__GOAL OF THE EXERCISE__
Answer these questions about the PCB design notes below:
1. According to the notes, why keep all of the chips pointed the same direction?
2. What does a ground plane greatly reduce when a router is used to make a board?
3. What two reasons do the notes give for calling the Arduino form factor terrible?

As I'm anticipating having access to a PCB milling machine in the near future, I've started work on preparing PCB files. I have learned a few lessons from the first PCB I had made for the Twister project and so I'm applying them here.

First: I realized that placing all of the connectors in random orientations in odd places around the board was a bad idea when it came time to wire it all up, and so I should endeavor to keep all the I/O in standard places.

Second: It is also a good idea to keep all of the chips pointed the same direction wherever possible, so that one doesn't get confused and install them backwards!

Third: The default footprint for the component might not be the most economical use of board space. Believe it or not, I didn't realize that you could select different package shapes. I've done that now.

Fourth: When using a router to make a board, having a ground plane will greatly reduce the area that needs to be routed out. Good PCB CAD programs can do this easily, and so can Eagle!

Fifth: Since this is a prototype, it is probably handy to make each system as a separate board, or at least keep all of the components localized to one section of the PCB. This makes it easier to find and debug different parts of the system, and if the separate board route is taken, one can reconfigure the features and pins used as necessary. This is especially important when using microcontrollers, as you may have very limited I/O resources, and thus need to shuffle around which pins are used for what when you add functionality.

Sixth: The Arduino form factor is really kinda terrible because you can't put a shield into a breadboard for testing, and it kinda precludes using that hardware with any other type of microcontroller. I'm going to make things as separate modules and only make a "shield" when I'm ready to set in stone.

Entries from a point annotation set
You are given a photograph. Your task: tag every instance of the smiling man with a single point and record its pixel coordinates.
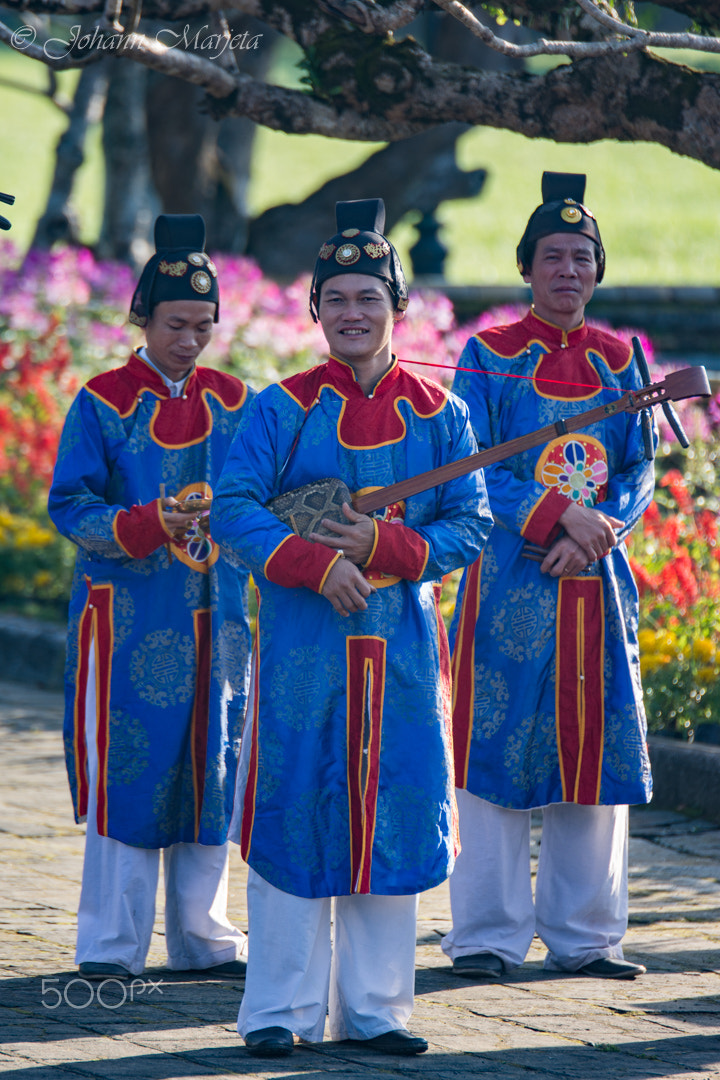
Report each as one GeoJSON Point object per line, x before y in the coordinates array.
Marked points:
{"type": "Point", "coordinates": [159, 638]}
{"type": "Point", "coordinates": [345, 785]}
{"type": "Point", "coordinates": [547, 700]}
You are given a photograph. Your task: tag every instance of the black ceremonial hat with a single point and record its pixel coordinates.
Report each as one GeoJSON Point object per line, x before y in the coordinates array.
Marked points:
{"type": "Point", "coordinates": [560, 211]}
{"type": "Point", "coordinates": [360, 246]}
{"type": "Point", "coordinates": [4, 224]}
{"type": "Point", "coordinates": [179, 270]}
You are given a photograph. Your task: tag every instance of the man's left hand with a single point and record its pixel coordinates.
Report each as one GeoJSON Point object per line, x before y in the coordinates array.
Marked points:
{"type": "Point", "coordinates": [566, 556]}
{"type": "Point", "coordinates": [354, 540]}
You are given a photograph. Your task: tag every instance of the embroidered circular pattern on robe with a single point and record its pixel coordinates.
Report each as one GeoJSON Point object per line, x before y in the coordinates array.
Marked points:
{"type": "Point", "coordinates": [163, 667]}
{"type": "Point", "coordinates": [578, 467]}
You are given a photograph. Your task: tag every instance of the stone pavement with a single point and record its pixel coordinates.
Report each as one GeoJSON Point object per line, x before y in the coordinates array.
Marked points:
{"type": "Point", "coordinates": [164, 1026]}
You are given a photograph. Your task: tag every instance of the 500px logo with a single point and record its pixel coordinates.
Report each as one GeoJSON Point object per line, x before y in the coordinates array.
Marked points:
{"type": "Point", "coordinates": [79, 994]}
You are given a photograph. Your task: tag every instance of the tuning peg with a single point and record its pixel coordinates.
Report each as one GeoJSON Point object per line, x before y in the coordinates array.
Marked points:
{"type": "Point", "coordinates": [646, 422]}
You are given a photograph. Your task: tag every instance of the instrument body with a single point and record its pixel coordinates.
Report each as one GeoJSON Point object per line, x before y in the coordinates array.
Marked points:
{"type": "Point", "coordinates": [304, 508]}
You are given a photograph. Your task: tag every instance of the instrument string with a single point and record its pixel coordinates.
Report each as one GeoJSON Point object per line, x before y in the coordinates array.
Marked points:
{"type": "Point", "coordinates": [511, 375]}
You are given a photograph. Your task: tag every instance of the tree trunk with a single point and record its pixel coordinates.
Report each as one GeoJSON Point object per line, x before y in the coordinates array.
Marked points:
{"type": "Point", "coordinates": [200, 164]}
{"type": "Point", "coordinates": [130, 201]}
{"type": "Point", "coordinates": [59, 220]}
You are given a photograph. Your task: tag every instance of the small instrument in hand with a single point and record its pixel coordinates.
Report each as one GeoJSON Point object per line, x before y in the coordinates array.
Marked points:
{"type": "Point", "coordinates": [304, 508]}
{"type": "Point", "coordinates": [190, 505]}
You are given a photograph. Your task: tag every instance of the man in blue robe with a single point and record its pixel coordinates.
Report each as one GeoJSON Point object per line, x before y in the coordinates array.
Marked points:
{"type": "Point", "coordinates": [159, 638]}
{"type": "Point", "coordinates": [345, 781]}
{"type": "Point", "coordinates": [547, 705]}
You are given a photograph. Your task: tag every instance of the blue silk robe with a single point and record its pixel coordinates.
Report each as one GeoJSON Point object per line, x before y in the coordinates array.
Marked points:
{"type": "Point", "coordinates": [345, 782]}
{"type": "Point", "coordinates": [168, 621]}
{"type": "Point", "coordinates": [547, 698]}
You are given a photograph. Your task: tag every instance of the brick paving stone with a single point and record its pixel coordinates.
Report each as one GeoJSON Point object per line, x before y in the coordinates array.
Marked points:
{"type": "Point", "coordinates": [533, 1024]}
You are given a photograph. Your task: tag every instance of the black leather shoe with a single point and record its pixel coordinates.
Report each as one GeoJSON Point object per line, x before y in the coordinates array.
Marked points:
{"type": "Point", "coordinates": [270, 1042]}
{"type": "Point", "coordinates": [398, 1041]}
{"type": "Point", "coordinates": [234, 968]}
{"type": "Point", "coordinates": [608, 968]}
{"type": "Point", "coordinates": [95, 970]}
{"type": "Point", "coordinates": [478, 966]}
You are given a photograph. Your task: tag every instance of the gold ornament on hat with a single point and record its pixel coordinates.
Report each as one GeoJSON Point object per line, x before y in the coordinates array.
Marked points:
{"type": "Point", "coordinates": [201, 282]}
{"type": "Point", "coordinates": [347, 254]}
{"type": "Point", "coordinates": [377, 251]}
{"type": "Point", "coordinates": [173, 269]}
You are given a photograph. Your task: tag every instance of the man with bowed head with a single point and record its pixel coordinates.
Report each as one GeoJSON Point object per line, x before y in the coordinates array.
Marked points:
{"type": "Point", "coordinates": [547, 701]}
{"type": "Point", "coordinates": [159, 639]}
{"type": "Point", "coordinates": [345, 782]}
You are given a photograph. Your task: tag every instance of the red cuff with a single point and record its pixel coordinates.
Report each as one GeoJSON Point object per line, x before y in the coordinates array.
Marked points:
{"type": "Point", "coordinates": [398, 552]}
{"type": "Point", "coordinates": [297, 563]}
{"type": "Point", "coordinates": [141, 529]}
{"type": "Point", "coordinates": [541, 525]}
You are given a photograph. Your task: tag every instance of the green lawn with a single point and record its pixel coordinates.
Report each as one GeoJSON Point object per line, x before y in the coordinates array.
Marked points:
{"type": "Point", "coordinates": [656, 211]}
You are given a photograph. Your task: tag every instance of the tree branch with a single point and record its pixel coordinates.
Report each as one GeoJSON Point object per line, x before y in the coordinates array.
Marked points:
{"type": "Point", "coordinates": [578, 50]}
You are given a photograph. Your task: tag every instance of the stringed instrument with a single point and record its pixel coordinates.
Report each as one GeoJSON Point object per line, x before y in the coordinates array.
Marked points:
{"type": "Point", "coordinates": [304, 508]}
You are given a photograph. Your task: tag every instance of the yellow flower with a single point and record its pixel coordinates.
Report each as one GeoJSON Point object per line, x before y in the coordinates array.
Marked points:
{"type": "Point", "coordinates": [666, 643]}
{"type": "Point", "coordinates": [703, 649]}
{"type": "Point", "coordinates": [651, 661]}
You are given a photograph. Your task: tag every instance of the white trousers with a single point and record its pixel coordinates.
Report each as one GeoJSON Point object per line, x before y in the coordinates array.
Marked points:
{"type": "Point", "coordinates": [580, 910]}
{"type": "Point", "coordinates": [119, 883]}
{"type": "Point", "coordinates": [295, 975]}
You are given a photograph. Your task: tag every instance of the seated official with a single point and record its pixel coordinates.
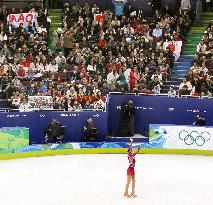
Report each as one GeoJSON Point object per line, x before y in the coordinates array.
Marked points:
{"type": "Point", "coordinates": [55, 132]}
{"type": "Point", "coordinates": [90, 131]}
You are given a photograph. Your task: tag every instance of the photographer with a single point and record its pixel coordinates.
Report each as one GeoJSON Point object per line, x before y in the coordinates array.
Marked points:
{"type": "Point", "coordinates": [90, 130]}
{"type": "Point", "coordinates": [55, 132]}
{"type": "Point", "coordinates": [126, 126]}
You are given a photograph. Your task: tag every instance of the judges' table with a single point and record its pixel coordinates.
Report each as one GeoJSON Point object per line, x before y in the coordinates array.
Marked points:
{"type": "Point", "coordinates": [181, 137]}
{"type": "Point", "coordinates": [13, 138]}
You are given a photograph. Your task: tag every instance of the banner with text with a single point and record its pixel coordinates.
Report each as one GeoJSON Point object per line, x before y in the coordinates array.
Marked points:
{"type": "Point", "coordinates": [40, 102]}
{"type": "Point", "coordinates": [24, 18]}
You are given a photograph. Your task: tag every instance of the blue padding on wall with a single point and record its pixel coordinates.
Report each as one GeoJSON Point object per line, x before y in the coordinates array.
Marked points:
{"type": "Point", "coordinates": [38, 121]}
{"type": "Point", "coordinates": [159, 110]}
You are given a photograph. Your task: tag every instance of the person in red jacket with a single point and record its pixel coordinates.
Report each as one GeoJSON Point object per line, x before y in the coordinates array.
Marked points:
{"type": "Point", "coordinates": [131, 170]}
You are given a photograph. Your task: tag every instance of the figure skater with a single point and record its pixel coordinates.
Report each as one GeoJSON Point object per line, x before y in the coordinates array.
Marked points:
{"type": "Point", "coordinates": [131, 171]}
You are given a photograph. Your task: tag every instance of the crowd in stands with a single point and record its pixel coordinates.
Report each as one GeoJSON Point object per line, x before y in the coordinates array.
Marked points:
{"type": "Point", "coordinates": [199, 81]}
{"type": "Point", "coordinates": [96, 52]}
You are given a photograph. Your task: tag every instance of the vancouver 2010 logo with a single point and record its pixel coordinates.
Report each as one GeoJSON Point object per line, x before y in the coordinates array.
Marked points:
{"type": "Point", "coordinates": [194, 137]}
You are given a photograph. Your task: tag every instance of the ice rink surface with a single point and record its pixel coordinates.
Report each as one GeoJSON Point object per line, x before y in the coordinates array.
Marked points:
{"type": "Point", "coordinates": [100, 180]}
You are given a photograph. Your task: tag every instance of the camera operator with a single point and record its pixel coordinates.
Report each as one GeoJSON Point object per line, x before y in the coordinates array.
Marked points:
{"type": "Point", "coordinates": [55, 132]}
{"type": "Point", "coordinates": [126, 126]}
{"type": "Point", "coordinates": [199, 121]}
{"type": "Point", "coordinates": [90, 130]}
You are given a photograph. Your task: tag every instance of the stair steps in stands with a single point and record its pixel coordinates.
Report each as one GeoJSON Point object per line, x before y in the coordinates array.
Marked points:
{"type": "Point", "coordinates": [189, 48]}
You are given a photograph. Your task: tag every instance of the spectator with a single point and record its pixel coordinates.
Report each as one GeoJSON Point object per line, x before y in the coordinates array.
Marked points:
{"type": "Point", "coordinates": [119, 7]}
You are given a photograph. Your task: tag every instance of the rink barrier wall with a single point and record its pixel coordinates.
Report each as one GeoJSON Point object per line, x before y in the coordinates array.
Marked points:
{"type": "Point", "coordinates": [38, 121]}
{"type": "Point", "coordinates": [103, 151]}
{"type": "Point", "coordinates": [158, 110]}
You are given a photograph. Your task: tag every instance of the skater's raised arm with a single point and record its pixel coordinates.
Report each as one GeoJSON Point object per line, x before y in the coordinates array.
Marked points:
{"type": "Point", "coordinates": [139, 148]}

__RESULT OF THE TASK__
1. So that one doesn't get confused and install them backwards.
2. The area that needs to be routed out.
3. You can't put a shield into a breadboard for testing, and it precludes using that hardware with any other type of microcontroller.